┌──

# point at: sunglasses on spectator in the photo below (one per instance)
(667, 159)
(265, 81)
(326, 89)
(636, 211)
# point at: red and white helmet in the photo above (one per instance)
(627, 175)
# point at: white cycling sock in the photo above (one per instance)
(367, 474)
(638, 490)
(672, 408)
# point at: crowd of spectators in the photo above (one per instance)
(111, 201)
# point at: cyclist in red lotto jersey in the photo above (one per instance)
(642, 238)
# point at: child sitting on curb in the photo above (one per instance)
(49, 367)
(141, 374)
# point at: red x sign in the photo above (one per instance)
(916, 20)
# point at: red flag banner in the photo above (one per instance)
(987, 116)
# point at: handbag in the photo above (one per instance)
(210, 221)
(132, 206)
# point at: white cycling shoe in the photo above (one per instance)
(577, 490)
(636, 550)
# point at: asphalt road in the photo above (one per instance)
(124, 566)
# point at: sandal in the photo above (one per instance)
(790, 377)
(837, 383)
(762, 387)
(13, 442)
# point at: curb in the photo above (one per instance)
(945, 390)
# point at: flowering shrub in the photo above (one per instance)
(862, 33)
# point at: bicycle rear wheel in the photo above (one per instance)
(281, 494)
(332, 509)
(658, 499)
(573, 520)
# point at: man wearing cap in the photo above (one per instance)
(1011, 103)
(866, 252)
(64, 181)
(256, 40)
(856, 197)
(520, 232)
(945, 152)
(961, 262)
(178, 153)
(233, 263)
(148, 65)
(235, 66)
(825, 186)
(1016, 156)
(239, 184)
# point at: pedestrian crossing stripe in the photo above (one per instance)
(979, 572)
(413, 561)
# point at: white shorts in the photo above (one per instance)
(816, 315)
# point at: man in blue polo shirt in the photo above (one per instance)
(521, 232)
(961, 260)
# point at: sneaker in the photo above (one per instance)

└──

YOUR OBJECTIVE: Reproduce each line of the material above word for word, leaving nothing out and changing nothing.

FULL OUTPUT:
# point at: sunglasses on spectator in the photo below (one per instance)
(667, 159)
(265, 81)
(326, 89)
(636, 211)
# point at: red and white helmet in the photo above (one per instance)
(627, 175)
# point at: white cycling sock in the photo above (one per instance)
(367, 474)
(638, 490)
(672, 408)
# point at: crowd of spectators in the photo above (one per instance)
(111, 201)
# point at: cyclist in red lotto jersey in the photo above (one per instance)
(642, 238)
# point at: child sitting on curb in the photo above (one per instance)
(49, 367)
(141, 374)
# point at: red x sign in the photo above (one per instance)
(916, 20)
# point at: red flag banner in the photo above (one per instance)
(987, 116)
# point at: handbag in the photo above (one per instance)
(210, 221)
(132, 206)
# point at: white cycling shoe in the photo above (one per instance)
(577, 490)
(636, 550)
# point at: asphalt road in the photo above (one per instance)
(124, 566)
# point at: sandal in the photo above (one per instance)
(790, 377)
(837, 383)
(762, 387)
(13, 442)
# point at: curb in the photo above (one per instance)
(945, 390)
# point at: flowering shrub in the photo above (one per instance)
(862, 33)
# point at: bicycle rear wheel in the photo above (one per instance)
(281, 494)
(332, 509)
(658, 499)
(573, 520)
# point at: man wearing cap in the photo above (one per instance)
(1011, 103)
(866, 252)
(64, 181)
(256, 40)
(856, 197)
(520, 232)
(945, 152)
(961, 262)
(178, 153)
(233, 263)
(148, 65)
(235, 66)
(825, 186)
(1016, 156)
(239, 184)
# point at: pedestrian crossing stripe in the photo above (one per instance)
(979, 572)
(413, 561)
# point at: white shorts in the photo above (one per instance)
(816, 315)
# point at: man in blue polo shirt in the photo above (one per instance)
(521, 232)
(961, 260)
# point at: sneaker in the photo above (one per instance)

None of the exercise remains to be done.